→ **Work required**
Which lines in the records below contain the word "reflection"? Show each of those lines in full.

======== Record excerpts

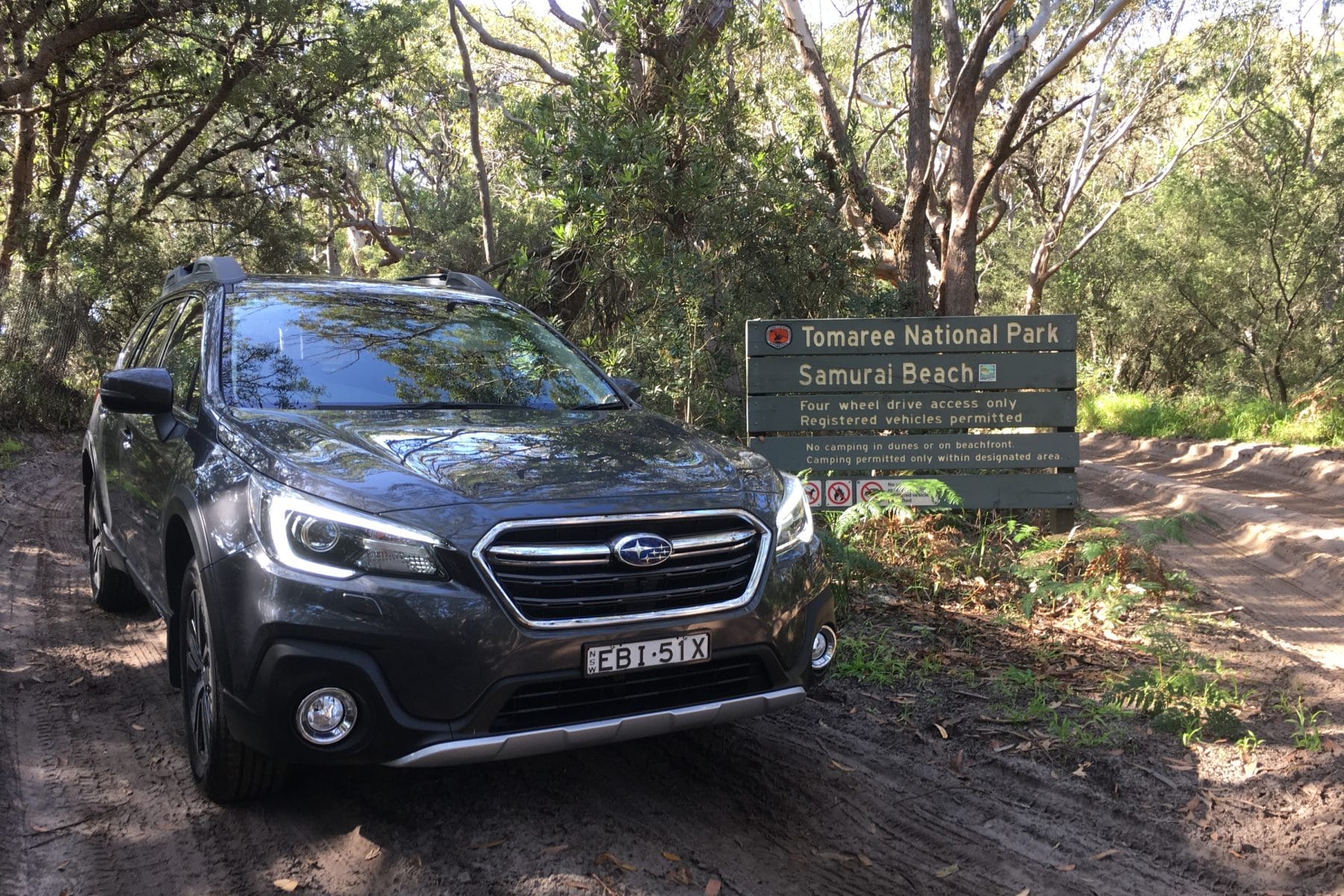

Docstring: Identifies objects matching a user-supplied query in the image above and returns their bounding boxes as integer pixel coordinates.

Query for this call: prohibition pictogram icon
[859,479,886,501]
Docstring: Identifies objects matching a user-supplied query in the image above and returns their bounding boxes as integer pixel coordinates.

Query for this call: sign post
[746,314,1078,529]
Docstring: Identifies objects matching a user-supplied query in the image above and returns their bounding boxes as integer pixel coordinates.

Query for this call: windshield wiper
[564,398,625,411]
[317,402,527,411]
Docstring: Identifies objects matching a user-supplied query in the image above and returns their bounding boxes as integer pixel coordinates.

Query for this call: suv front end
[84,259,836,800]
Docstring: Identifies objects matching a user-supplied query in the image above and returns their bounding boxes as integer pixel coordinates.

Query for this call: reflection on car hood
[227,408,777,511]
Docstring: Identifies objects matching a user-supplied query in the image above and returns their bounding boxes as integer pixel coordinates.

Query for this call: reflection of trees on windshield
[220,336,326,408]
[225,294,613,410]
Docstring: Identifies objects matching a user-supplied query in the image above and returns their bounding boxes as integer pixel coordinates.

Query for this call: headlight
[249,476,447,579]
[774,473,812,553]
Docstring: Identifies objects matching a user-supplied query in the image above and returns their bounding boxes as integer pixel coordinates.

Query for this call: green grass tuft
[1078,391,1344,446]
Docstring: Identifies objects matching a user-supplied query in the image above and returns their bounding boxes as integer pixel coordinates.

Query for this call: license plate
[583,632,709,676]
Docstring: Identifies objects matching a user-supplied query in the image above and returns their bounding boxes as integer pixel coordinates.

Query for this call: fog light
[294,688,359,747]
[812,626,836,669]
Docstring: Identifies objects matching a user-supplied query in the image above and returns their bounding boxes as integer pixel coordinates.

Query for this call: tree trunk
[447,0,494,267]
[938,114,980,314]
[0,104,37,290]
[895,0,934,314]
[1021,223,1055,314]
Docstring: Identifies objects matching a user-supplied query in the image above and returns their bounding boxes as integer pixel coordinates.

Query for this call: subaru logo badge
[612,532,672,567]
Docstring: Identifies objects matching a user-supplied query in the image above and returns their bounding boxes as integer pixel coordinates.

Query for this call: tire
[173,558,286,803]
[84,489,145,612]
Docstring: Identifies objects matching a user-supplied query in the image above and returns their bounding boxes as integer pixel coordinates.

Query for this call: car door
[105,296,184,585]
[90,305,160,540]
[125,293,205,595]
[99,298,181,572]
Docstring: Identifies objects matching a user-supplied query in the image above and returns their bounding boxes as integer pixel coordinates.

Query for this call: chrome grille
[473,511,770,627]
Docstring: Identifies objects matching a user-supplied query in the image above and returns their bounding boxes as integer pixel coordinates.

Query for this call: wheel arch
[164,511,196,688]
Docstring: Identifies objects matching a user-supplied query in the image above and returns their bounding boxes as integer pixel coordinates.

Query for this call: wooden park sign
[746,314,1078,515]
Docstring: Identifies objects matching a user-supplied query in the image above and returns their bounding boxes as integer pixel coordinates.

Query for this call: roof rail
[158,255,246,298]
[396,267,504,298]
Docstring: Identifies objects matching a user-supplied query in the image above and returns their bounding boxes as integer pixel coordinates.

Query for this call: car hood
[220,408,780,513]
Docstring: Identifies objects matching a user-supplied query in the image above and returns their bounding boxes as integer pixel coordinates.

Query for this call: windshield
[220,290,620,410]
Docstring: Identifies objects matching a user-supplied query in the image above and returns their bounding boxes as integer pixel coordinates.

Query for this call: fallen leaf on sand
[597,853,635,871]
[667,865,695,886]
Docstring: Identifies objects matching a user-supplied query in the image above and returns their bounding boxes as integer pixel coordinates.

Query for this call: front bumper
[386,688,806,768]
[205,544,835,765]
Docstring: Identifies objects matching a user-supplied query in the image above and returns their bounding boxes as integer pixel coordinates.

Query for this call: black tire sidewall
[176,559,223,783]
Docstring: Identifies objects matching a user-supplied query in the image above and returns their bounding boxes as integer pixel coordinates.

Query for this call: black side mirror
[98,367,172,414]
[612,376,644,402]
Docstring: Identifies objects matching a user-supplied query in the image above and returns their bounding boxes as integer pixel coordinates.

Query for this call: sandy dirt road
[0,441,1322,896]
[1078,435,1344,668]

================
======== Record excerpts

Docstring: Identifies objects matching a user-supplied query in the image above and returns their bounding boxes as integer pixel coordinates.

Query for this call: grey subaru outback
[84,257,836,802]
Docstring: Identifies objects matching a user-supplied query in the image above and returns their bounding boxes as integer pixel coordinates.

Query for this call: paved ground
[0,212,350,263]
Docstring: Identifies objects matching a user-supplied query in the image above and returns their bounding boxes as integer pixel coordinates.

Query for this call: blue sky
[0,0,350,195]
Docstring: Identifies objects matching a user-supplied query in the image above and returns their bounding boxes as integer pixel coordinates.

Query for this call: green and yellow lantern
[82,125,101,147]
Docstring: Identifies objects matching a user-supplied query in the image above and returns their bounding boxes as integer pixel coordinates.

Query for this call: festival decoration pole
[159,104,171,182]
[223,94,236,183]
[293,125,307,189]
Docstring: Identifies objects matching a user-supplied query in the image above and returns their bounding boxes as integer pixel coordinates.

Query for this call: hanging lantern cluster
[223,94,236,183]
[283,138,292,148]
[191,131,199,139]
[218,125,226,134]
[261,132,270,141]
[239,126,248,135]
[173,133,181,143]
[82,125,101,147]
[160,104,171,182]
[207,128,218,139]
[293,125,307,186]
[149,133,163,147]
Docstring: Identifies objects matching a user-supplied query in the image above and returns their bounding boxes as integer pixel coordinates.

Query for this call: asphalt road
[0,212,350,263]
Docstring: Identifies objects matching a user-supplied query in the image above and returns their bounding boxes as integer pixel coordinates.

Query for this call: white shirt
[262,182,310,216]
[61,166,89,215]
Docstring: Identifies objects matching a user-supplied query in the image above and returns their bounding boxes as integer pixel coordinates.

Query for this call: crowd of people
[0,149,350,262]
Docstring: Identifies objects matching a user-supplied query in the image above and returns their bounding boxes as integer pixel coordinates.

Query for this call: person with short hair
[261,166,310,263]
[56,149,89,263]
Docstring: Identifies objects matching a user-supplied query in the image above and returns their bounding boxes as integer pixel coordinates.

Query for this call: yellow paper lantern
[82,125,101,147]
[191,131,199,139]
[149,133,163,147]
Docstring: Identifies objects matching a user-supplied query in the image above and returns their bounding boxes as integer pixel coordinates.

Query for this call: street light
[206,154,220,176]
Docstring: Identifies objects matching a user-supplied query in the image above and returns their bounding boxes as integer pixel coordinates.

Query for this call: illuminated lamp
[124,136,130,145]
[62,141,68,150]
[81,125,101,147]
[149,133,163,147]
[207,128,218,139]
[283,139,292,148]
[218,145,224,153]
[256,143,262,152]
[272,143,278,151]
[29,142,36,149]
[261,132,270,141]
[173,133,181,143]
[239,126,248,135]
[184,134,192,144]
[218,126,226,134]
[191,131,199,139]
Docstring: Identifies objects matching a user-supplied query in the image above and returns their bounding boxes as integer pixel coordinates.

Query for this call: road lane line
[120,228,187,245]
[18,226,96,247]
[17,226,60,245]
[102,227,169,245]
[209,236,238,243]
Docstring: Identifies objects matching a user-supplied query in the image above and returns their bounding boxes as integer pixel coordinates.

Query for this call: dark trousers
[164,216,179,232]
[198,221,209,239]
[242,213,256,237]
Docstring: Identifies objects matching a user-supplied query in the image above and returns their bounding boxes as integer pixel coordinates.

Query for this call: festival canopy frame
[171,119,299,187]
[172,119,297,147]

================

→ **Exercise output**
Query for this call: reflection on car hood
Query for this call: reflection of trees on windshield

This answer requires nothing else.